(Data items)
Start

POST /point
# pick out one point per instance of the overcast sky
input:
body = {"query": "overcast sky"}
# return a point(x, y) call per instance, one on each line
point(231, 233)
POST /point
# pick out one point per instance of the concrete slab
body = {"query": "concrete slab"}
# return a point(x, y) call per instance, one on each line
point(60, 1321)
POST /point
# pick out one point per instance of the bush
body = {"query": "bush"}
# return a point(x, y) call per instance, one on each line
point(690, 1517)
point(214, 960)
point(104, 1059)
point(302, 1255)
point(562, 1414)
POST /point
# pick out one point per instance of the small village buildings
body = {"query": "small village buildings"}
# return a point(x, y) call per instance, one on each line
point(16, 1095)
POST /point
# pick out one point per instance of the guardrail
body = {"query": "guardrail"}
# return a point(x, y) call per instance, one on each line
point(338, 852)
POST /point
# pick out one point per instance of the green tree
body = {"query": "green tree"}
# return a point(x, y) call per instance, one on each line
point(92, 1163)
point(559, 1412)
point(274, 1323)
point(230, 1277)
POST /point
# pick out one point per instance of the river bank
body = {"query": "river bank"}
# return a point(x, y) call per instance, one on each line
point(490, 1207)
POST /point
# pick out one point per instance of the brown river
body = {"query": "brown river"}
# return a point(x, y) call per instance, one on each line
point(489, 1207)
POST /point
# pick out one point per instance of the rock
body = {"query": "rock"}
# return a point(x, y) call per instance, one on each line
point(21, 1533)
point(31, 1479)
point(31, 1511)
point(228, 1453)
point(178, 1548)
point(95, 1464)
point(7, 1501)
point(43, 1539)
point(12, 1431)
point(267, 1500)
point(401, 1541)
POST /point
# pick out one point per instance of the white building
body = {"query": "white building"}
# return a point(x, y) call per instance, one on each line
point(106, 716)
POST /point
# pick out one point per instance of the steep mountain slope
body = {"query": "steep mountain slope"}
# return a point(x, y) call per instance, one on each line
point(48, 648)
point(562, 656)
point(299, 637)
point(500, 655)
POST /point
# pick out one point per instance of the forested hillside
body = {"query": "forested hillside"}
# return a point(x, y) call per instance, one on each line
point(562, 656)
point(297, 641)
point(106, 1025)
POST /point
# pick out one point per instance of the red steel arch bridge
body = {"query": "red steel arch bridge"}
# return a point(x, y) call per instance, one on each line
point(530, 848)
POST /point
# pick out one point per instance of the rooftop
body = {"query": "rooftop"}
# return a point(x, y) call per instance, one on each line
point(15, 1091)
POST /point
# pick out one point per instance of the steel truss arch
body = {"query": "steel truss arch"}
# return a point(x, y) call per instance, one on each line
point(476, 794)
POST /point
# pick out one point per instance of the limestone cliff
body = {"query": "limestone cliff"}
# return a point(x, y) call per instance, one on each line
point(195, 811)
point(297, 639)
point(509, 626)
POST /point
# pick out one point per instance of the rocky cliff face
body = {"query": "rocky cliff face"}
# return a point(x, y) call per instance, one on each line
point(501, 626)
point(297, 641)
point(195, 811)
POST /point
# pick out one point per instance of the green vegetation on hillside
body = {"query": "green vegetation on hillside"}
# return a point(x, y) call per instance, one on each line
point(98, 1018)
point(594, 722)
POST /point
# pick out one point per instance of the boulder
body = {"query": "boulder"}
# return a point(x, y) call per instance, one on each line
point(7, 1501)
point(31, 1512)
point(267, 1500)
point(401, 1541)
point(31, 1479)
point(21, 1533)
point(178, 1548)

End

— SHORT PROBLEM —
Return all the data above once more, precisely as given.

— TASK ANSWER —
POST /point
# pick out one point per instance of the overcast sky
input:
body = {"query": "overcast sky"}
# return a point(x, y) call per instance, one on each line
point(231, 233)
POST /point
# pick out one point per instance of the concrete slab
body = {"query": "concrete slab"}
# return a point(x, y) call per instance, one on each line
point(60, 1321)
POST /point
# pick out one point per instance of the bush
body = {"query": "bush"}
# return a point(x, y) call per instance, one on each line
point(690, 1517)
point(214, 960)
point(104, 1059)
point(302, 1255)
point(562, 1414)
POST /point
# pick out one point per instance of the small village buildings
body = {"query": "small village buildings"}
# return a point(x, y) call per instance, one on each line
point(16, 1095)
POST /point
# pick out one point per instance of the guardrail
body = {"query": "guardrail"}
# return a point(x, y) call per instance, one on each line
point(338, 852)
POST /point
# pick out one point per instance of the green tree
body = {"query": "green tree"}
# return a point(x, y) call per instance, one on each line
point(92, 1163)
point(559, 1412)
point(274, 1323)
point(230, 1277)
POST /point
# pick out one point per instance of the river bank
body = {"query": "river bank"}
# return a point(x, y) call per instance, one on each line
point(490, 1207)
POST /point
# pick out one point per instance of the brown river
body = {"query": "brown river"}
# return a point(x, y) call per instance, one on each line
point(489, 1207)
POST /point
# pick out one point per instance of the rock
body = {"query": "rock"}
# return a point(x, y) call per instance, one on each line
point(21, 1533)
point(31, 1479)
point(31, 1511)
point(228, 1453)
point(178, 1548)
point(95, 1464)
point(7, 1501)
point(43, 1539)
point(12, 1431)
point(267, 1500)
point(401, 1541)
POST /point
# pick out one point per instance of the white building
body = {"query": "white building"}
# return a point(x, y) call per instance, one on each line
point(106, 716)
POST /point
# pick out one point per instance of the steep mountain slope
body = {"query": "steep mountain slope"}
# return a point(x, y) call per instance, one on each line
point(48, 648)
point(562, 656)
point(299, 637)
point(500, 655)
POST /point
# pick out one point per instance of the forested hillside
body = {"query": "forested hillside"}
# return a point(x, y) call per instance, one on each line
point(562, 656)
point(297, 641)
point(106, 1025)
POST /point
# pick out one point per instance of the red steel arch bridge
body = {"query": "red steel arch bridge"}
# return a point(x, y) call per instance, one on each line
point(530, 848)
POST /point
# pick out one point per instance of the rooftop
body = {"query": "rooftop"}
# return a point(x, y) call per instance, one on each line
point(15, 1091)
POST /point
# pick out one point per instance of the steel truss arch
body = {"query": "steel truss arch"}
# return a point(x, y) call per instance, one on each line
point(476, 794)
POST /point
# pick out one point per instance of the limestone cliff
body = {"query": "limestone cliff"}
# return a point(x, y) call per instance, one on each line
point(195, 811)
point(297, 639)
point(509, 626)
POST /point
# pick out one point per instance of the rocky cliff face
body = {"query": "rocky cliff face"}
# return a point(x, y) call per instance, one on each line
point(501, 626)
point(297, 641)
point(195, 811)
POST /point
# pick out one point per instance of the green vegetation on hillside
body = {"query": "green vegetation on hillside"}
# return a point(x, y) call per instance, one on each line
point(98, 1018)
point(594, 722)
POST /point
# pick out one point per instance of the boulder
body = {"query": "boulder"}
# return a point(x, y) call per instance, one on each line
point(7, 1501)
point(31, 1512)
point(267, 1500)
point(401, 1541)
point(31, 1479)
point(21, 1533)
point(178, 1548)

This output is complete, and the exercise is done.